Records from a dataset
____________________

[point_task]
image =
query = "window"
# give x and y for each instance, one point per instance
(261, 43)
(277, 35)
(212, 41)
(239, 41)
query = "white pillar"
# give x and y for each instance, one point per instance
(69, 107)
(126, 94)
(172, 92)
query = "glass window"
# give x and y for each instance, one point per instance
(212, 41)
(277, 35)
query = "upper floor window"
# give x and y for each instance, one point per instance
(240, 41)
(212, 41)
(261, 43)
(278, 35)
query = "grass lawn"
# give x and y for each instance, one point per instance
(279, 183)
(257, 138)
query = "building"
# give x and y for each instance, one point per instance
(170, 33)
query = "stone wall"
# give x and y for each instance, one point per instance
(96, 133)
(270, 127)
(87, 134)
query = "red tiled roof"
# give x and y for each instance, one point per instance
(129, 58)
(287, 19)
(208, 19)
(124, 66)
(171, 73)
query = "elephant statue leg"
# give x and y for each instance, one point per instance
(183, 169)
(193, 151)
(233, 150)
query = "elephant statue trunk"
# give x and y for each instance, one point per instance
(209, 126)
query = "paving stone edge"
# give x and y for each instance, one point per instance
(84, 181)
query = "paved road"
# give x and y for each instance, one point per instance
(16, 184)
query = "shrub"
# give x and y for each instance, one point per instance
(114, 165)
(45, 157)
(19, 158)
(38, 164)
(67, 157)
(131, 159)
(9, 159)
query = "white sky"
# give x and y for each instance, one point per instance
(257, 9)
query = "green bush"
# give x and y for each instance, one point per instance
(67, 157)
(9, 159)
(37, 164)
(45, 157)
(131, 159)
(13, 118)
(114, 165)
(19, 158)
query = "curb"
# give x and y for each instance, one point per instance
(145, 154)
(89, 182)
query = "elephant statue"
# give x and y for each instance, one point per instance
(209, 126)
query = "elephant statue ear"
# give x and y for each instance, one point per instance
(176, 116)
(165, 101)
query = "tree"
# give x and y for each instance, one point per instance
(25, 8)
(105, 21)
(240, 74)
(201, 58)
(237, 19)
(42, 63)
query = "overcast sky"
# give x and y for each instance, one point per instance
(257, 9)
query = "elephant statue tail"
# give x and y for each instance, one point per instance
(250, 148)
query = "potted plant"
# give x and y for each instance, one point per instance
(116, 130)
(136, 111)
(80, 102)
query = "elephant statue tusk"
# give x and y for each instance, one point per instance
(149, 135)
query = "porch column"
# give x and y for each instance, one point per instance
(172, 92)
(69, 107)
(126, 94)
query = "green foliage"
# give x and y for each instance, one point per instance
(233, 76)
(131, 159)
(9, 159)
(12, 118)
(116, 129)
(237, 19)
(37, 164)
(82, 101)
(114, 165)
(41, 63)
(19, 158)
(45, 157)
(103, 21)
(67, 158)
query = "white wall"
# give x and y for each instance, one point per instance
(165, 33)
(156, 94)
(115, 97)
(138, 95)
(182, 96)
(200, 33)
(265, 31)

____________________

# [OBJECTIVE]
Pull out every line of the records that contains the string "elephant". Treat the match as case-sensitive.

# [SOLUTION TO THIS EXERCISE]
query = "elephant statue leg"
query = "elephant statue trunk"
query = "elephant statue"
query = "elephant statue ear"
query = "elephant statue tail"
query = "elephant statue tusk"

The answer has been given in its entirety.